[DATASET]:
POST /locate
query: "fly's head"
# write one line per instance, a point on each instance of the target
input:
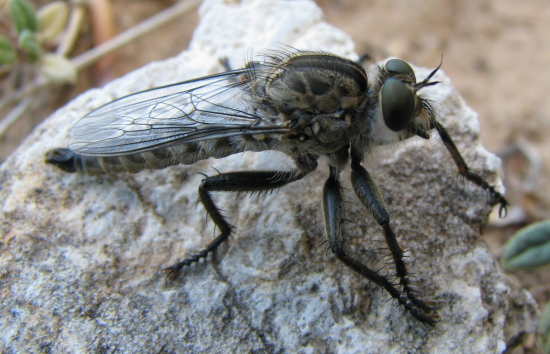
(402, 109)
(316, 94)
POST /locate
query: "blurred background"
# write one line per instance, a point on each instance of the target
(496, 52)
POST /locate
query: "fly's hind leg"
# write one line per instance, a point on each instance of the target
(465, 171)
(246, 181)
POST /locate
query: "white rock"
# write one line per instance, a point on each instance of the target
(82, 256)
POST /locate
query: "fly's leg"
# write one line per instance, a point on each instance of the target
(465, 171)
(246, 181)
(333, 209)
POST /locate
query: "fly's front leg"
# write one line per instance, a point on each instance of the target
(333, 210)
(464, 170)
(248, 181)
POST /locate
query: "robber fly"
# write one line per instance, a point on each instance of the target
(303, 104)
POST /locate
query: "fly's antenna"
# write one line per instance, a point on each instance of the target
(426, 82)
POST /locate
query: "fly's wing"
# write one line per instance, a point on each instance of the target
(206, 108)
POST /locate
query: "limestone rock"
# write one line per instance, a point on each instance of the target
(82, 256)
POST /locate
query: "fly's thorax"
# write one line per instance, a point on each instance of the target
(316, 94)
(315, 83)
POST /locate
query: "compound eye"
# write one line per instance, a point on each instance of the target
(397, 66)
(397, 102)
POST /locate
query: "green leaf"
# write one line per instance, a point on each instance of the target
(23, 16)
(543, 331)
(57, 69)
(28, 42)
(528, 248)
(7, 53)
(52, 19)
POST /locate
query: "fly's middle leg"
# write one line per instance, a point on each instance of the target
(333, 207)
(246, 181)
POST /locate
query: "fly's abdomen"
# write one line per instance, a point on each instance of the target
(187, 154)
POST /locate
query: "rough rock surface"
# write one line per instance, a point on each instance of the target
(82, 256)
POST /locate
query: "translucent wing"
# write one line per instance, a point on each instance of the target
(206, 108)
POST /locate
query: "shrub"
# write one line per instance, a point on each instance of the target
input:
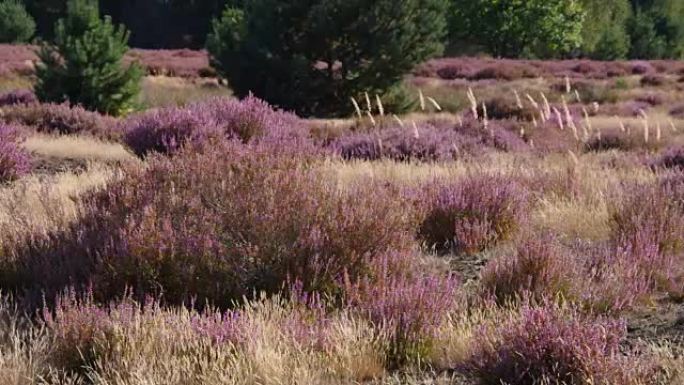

* * *

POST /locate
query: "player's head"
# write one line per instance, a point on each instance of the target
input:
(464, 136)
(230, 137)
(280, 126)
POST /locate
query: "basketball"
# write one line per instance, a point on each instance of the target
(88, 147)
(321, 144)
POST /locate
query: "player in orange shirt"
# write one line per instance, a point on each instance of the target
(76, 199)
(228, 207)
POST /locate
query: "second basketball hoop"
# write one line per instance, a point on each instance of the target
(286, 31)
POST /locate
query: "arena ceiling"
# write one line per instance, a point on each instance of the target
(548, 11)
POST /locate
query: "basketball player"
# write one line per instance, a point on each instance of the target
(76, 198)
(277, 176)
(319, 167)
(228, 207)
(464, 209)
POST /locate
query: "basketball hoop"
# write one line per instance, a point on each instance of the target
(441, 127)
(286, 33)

[GIVEN REQUEST]:
Pull out every line of the entries above that contains the word "hoop".

[EXPECTED OUTPUT]:
query: "second basketball hoop"
query: "basketball hoop"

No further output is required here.